§ Task instructions:
Print the whole listing exactly.

§ Material for this exercise:
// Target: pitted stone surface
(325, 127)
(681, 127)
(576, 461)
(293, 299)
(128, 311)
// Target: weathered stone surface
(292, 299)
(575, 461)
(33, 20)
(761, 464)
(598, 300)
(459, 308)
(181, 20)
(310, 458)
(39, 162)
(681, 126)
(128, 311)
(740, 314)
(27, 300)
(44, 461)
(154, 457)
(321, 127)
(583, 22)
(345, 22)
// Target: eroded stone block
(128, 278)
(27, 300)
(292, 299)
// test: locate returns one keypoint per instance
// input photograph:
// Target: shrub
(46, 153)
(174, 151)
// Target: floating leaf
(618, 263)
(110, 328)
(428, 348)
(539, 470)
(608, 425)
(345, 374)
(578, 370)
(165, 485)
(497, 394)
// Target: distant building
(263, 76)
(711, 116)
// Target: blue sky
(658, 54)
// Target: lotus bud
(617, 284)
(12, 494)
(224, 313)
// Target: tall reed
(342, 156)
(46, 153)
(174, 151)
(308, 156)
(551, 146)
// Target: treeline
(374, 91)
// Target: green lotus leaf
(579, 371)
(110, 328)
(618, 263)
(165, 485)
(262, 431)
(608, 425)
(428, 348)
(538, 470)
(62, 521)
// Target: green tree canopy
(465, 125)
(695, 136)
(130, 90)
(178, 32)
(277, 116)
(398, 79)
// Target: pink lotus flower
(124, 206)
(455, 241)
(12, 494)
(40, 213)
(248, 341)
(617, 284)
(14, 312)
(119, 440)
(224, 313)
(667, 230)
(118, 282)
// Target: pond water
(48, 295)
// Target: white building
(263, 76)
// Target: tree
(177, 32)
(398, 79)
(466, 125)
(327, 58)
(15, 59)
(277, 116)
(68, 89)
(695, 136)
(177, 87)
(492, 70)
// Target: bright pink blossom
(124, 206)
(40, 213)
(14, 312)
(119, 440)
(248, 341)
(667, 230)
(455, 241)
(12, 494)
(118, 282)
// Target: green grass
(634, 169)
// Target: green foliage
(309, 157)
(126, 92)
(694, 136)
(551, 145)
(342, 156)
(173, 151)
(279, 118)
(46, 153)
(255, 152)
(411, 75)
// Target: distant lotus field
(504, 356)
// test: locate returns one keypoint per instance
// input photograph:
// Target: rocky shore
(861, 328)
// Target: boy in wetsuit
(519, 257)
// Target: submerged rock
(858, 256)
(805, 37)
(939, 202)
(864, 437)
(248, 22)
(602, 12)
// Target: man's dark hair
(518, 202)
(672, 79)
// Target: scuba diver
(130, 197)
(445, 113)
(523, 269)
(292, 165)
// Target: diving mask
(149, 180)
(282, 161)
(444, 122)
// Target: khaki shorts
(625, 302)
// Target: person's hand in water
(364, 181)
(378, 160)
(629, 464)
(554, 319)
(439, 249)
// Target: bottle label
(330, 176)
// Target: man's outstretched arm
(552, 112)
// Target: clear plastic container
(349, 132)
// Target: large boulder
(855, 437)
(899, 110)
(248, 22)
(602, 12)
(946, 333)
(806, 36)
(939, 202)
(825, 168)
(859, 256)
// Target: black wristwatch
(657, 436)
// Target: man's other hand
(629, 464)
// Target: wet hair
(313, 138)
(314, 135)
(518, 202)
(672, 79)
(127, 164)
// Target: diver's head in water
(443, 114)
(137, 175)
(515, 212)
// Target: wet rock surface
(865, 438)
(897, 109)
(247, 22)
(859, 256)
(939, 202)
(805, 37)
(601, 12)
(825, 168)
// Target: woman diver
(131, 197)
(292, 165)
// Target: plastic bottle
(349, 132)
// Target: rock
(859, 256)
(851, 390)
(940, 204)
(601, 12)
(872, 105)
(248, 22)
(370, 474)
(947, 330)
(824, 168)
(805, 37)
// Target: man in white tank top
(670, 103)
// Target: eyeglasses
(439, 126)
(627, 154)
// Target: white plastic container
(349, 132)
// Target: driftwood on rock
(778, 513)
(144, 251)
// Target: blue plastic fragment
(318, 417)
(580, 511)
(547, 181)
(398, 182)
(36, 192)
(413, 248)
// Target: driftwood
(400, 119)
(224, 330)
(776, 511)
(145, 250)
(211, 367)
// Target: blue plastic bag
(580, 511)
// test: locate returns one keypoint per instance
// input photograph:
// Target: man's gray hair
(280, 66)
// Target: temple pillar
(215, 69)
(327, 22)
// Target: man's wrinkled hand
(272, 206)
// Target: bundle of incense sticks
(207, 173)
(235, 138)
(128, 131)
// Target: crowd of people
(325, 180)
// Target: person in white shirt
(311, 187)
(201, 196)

§ Correct answer:
// Target: pitted stone surface
(325, 127)
(681, 127)
(576, 461)
(293, 299)
(128, 311)
// Target: weathered stone surface
(292, 299)
(575, 461)
(33, 20)
(761, 464)
(598, 300)
(459, 308)
(181, 20)
(310, 458)
(39, 162)
(681, 126)
(128, 311)
(740, 314)
(27, 300)
(44, 461)
(154, 457)
(321, 127)
(583, 22)
(345, 22)
// Target: eroded stone block
(128, 278)
(27, 300)
(292, 299)
// test: locate returns one keypoint per instance
// input photograph:
// Target: shrub
(46, 153)
(174, 151)
// Target: floating leaf
(618, 263)
(110, 328)
(428, 348)
(539, 470)
(608, 425)
(345, 374)
(578, 370)
(165, 485)
(497, 394)
// Target: distant building
(263, 76)
(711, 116)
// Target: blue sky
(658, 54)
// Target: lotus bud
(617, 284)
(12, 494)
(224, 313)
// Target: tall reed
(342, 156)
(46, 153)
(174, 151)
(308, 156)
(551, 146)
// Target: treeline
(374, 91)
// Target: green lotus leaf
(579, 371)
(110, 328)
(618, 263)
(165, 485)
(262, 431)
(608, 425)
(428, 348)
(538, 470)
(62, 521)
// Target: green tree canopy
(465, 125)
(695, 136)
(130, 90)
(178, 32)
(277, 116)
(398, 79)
// Target: pink lotus flower
(124, 206)
(455, 241)
(12, 494)
(40, 213)
(248, 341)
(617, 284)
(14, 312)
(119, 440)
(224, 313)
(667, 230)
(118, 282)
// Target: pond water
(48, 295)
// Target: white building
(263, 76)
// Target: tree
(177, 32)
(398, 79)
(466, 125)
(327, 58)
(15, 59)
(277, 116)
(68, 89)
(695, 136)
(177, 87)
(492, 70)
// Target: bright pink blossom
(124, 206)
(40, 213)
(14, 312)
(119, 440)
(248, 341)
(667, 230)
(455, 241)
(12, 494)
(118, 282)
// Target: green grass
(634, 169)
// Target: green foliage
(309, 157)
(126, 92)
(694, 136)
(551, 145)
(342, 156)
(173, 151)
(279, 118)
(46, 153)
(255, 152)
(411, 75)
// Target: distant lotus field
(504, 356)
// test: locate returns one keypoint per instance
// input photograph:
// Target: rocky shore
(861, 328)
// Target: boy in wetsuit
(519, 257)
// Target: submerged rock
(858, 256)
(805, 37)
(939, 202)
(864, 437)
(248, 22)
(602, 12)
// Target: man's dark hair
(518, 202)
(672, 79)
// Target: scuba diver
(130, 197)
(445, 113)
(523, 269)
(292, 165)
// Target: diving mask
(149, 180)
(282, 161)
(444, 122)
// Target: khaki shorts
(625, 302)
// Target: person's hand in water
(364, 181)
(378, 160)
(629, 464)
(554, 319)
(439, 249)
// Target: bottle label
(330, 176)
// Target: man's outstretched arm
(552, 112)
// Target: clear plastic container
(349, 132)
// Target: large boulder
(855, 437)
(899, 110)
(248, 22)
(602, 12)
(946, 333)
(806, 36)
(939, 202)
(825, 168)
(859, 256)
// Target: black wristwatch
(657, 436)
// Target: man's other hand
(629, 464)
// Target: wet hair
(313, 138)
(314, 135)
(518, 202)
(672, 79)
(127, 164)
// Target: diver's head in water
(443, 114)
(137, 175)
(515, 212)
// Target: wet rock surface
(865, 438)
(897, 109)
(247, 22)
(859, 256)
(939, 202)
(805, 37)
(601, 12)
(825, 168)
// Target: woman diver
(131, 197)
(292, 165)
// Target: plastic bottle
(349, 132)
// Target: rock
(859, 256)
(851, 390)
(940, 204)
(601, 12)
(872, 105)
(248, 22)
(370, 474)
(947, 330)
(824, 168)
(805, 37)
// Target: man in white tank top
(670, 103)
// Target: eyeglasses
(439, 126)
(627, 154)
// Target: white plastic container
(349, 132)
// Target: driftwood on rock
(778, 513)
(144, 251)
// Target: blue plastic fragment
(318, 417)
(580, 511)
(547, 181)
(398, 182)
(36, 192)
(413, 248)
// Target: driftwood
(400, 119)
(224, 330)
(776, 511)
(145, 250)
(211, 367)
// Target: blue plastic bag
(580, 511)
// test: locate returns one keypoint per instance
// input photograph:
// Target: man's gray hair
(280, 66)
// Target: temple pillar
(215, 69)
(327, 22)
// Target: man's wrinkled hand
(272, 206)
// Target: bundle of incense sticks
(207, 173)
(235, 138)
(128, 131)
// Target: crowd of people
(325, 180)
// Target: person in white shirt
(311, 187)
(201, 196)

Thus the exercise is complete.